## Work instructions:
Word for word, restate every line of the listing that follows.
· · · · ·
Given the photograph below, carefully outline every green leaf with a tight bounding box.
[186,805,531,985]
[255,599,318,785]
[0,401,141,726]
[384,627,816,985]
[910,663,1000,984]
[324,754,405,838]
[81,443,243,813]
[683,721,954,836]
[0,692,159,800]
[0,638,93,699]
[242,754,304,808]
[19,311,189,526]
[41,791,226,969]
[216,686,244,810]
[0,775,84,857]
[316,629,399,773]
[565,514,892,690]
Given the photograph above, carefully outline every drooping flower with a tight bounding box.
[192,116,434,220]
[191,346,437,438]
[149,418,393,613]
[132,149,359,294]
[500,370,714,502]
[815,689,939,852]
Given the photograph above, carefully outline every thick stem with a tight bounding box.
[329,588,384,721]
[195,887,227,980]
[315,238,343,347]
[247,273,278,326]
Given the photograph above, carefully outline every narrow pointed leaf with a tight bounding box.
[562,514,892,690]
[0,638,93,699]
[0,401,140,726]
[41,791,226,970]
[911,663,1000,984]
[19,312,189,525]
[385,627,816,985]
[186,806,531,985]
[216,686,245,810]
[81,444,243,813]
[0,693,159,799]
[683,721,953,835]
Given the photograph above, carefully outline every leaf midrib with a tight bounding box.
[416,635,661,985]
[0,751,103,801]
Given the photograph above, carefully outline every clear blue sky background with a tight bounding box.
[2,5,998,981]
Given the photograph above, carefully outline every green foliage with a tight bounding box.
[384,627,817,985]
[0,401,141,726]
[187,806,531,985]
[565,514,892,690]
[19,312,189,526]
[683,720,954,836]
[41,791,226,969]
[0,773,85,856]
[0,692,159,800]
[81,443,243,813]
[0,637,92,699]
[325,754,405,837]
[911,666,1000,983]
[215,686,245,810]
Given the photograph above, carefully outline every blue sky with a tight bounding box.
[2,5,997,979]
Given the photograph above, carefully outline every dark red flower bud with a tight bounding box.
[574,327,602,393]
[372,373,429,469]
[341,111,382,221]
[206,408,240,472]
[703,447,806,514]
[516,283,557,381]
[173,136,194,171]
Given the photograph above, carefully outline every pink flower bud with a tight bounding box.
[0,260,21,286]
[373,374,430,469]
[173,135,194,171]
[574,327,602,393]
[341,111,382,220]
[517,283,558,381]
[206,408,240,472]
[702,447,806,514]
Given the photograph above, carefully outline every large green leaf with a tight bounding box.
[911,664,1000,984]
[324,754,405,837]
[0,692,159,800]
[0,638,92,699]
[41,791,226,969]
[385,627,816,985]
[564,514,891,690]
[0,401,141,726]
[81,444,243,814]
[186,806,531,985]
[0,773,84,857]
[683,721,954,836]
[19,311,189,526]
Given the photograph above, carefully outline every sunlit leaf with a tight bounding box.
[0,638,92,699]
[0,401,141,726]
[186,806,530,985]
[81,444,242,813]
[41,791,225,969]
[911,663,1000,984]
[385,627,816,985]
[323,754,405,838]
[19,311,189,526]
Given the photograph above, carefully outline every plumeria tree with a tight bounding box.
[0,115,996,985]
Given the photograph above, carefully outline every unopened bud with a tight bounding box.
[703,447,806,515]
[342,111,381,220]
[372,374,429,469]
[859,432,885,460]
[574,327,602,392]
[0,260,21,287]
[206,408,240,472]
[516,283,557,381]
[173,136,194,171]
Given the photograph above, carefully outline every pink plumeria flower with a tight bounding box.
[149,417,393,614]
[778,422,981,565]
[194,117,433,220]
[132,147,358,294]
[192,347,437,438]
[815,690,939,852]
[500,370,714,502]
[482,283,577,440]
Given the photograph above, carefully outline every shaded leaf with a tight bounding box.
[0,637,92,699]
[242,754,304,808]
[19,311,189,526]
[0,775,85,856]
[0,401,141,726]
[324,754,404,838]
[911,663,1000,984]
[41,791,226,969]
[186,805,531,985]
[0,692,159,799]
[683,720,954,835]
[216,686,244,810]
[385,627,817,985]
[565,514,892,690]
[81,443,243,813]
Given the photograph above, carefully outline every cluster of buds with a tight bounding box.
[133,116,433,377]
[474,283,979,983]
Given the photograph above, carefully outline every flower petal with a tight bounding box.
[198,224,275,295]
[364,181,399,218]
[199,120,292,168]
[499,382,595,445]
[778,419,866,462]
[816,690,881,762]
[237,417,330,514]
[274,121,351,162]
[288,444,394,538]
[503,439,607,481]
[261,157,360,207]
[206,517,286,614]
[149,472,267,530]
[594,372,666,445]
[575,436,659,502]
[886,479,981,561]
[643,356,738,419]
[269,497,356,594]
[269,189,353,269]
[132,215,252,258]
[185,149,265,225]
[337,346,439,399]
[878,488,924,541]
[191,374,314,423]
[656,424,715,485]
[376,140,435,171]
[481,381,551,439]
· · · · ·
## Result of this exercise:
Given the photograph below, carefully outline every green leaf with a tight bounding box.
[186,805,531,985]
[255,599,318,785]
[0,401,141,726]
[384,627,816,985]
[910,663,1000,984]
[324,754,405,838]
[81,443,243,813]
[683,721,954,836]
[0,692,159,800]
[0,638,93,699]
[242,754,304,808]
[19,311,189,526]
[41,791,226,969]
[216,686,244,810]
[0,775,84,857]
[316,629,399,773]
[565,514,892,690]
Given the photograph above, carefully outline every drooping flower with a tight bounding box.
[192,116,434,220]
[191,346,437,438]
[149,418,393,613]
[132,149,359,294]
[500,370,714,502]
[815,689,939,852]
Given the photograph above, carefully outline every thick stem with a tight bounding box.
[329,588,384,721]
[195,887,227,980]
[315,238,343,347]
[247,273,278,326]
Given the photograph above, carefully outline every narrow pointed leaf with a tight bounding box.
[562,514,892,690]
[0,638,93,699]
[0,401,140,726]
[41,791,226,970]
[911,663,1000,984]
[19,312,189,525]
[385,627,816,985]
[186,806,531,985]
[216,686,245,810]
[81,444,243,813]
[0,693,159,799]
[683,721,953,835]
Given the photograph above, carefully outline every leaf midrib with a tight bounding box.
[416,635,661,985]
[0,751,103,801]
Given the photograph above, carefully outline every clear blue sky background with a tight bounding box.
[2,5,998,981]
Given the photograph above, carefully outline every green foliage with a tight bounding box.
[384,627,817,985]
[0,401,141,726]
[187,806,531,985]
[565,514,892,690]
[19,312,189,526]
[683,720,954,836]
[41,791,226,969]
[0,773,85,856]
[0,692,159,800]
[81,443,243,813]
[0,637,92,699]
[325,754,405,837]
[911,666,1000,983]
[215,686,245,810]
Given the photograph above, carefully outline every blue sky with a tight bounding box.
[2,5,997,979]
Given the photograph above, carefully outline every dark red flower bud with a tight bounding box.
[574,327,602,393]
[372,373,429,469]
[341,111,382,221]
[206,408,240,472]
[703,447,806,514]
[516,283,557,381]
[173,136,194,171]
Given the photograph above, carefully outline every pink flower bud with a tight bounding box.
[0,260,21,286]
[373,374,430,469]
[173,135,194,171]
[574,327,602,393]
[341,111,382,220]
[517,283,558,381]
[206,408,240,472]
[702,447,806,514]
Given the photograph above, carefully outline every large green leaf with a tight bounding box.
[911,664,1000,984]
[324,754,405,837]
[0,692,159,800]
[0,638,92,699]
[41,791,226,969]
[385,627,816,985]
[564,514,891,690]
[0,401,141,726]
[81,444,243,814]
[186,806,531,985]
[0,773,84,857]
[683,721,954,836]
[19,311,189,526]
Given the photograph above, carefully outline every sunlit leaf with a tight bounding box.
[0,638,92,699]
[0,401,141,726]
[186,806,530,985]
[81,444,242,813]
[41,791,225,969]
[911,663,1000,984]
[385,627,816,985]
[323,754,405,838]
[19,311,189,526]
Given the photograph above, carefully outline every plumeria tree with a tight bounding box.
[0,115,996,985]
Given the photograph above, carefully outline every unopened bud with a tight bounding box.
[703,447,806,515]
[342,111,381,220]
[372,374,429,469]
[859,432,885,460]
[574,327,602,392]
[0,260,21,287]
[206,408,240,472]
[516,283,557,381]
[173,136,194,171]
Given the photograph above, carefully outline every pink plumeria flower with a tight bounding box.
[149,417,393,614]
[778,422,981,565]
[194,117,433,220]
[132,147,358,294]
[192,347,437,438]
[815,690,939,852]
[500,370,714,502]
[482,283,577,440]
Given the photograph above, carefully outline every shaded leaf with a tight bounding box.
[0,637,92,699]
[242,754,304,808]
[19,311,189,526]
[0,775,85,856]
[0,401,141,726]
[324,754,404,838]
[911,663,1000,984]
[41,791,226,969]
[186,805,531,985]
[0,692,159,799]
[683,720,954,835]
[216,686,244,810]
[385,627,817,985]
[565,514,892,690]
[81,443,243,813]
Given the photograph above, carefully outline every cluster of buds with a tight bounding box.
[133,116,433,377]
[474,283,979,983]
Given the photograph above, carefully outline every flower petal with a tight bounding box.
[198,224,275,295]
[364,181,399,218]
[199,120,292,168]
[499,382,595,445]
[778,419,866,462]
[816,690,881,762]
[237,417,330,514]
[274,121,351,162]
[288,444,394,538]
[503,439,607,481]
[261,157,360,207]
[206,517,286,614]
[149,472,267,530]
[594,372,666,445]
[575,436,659,502]
[886,479,981,561]
[643,356,738,419]
[269,497,356,594]
[269,189,353,269]
[132,215,252,258]
[185,149,265,225]
[337,346,439,399]
[878,488,924,541]
[191,374,314,423]
[656,424,715,485]
[376,140,435,171]
[481,381,551,439]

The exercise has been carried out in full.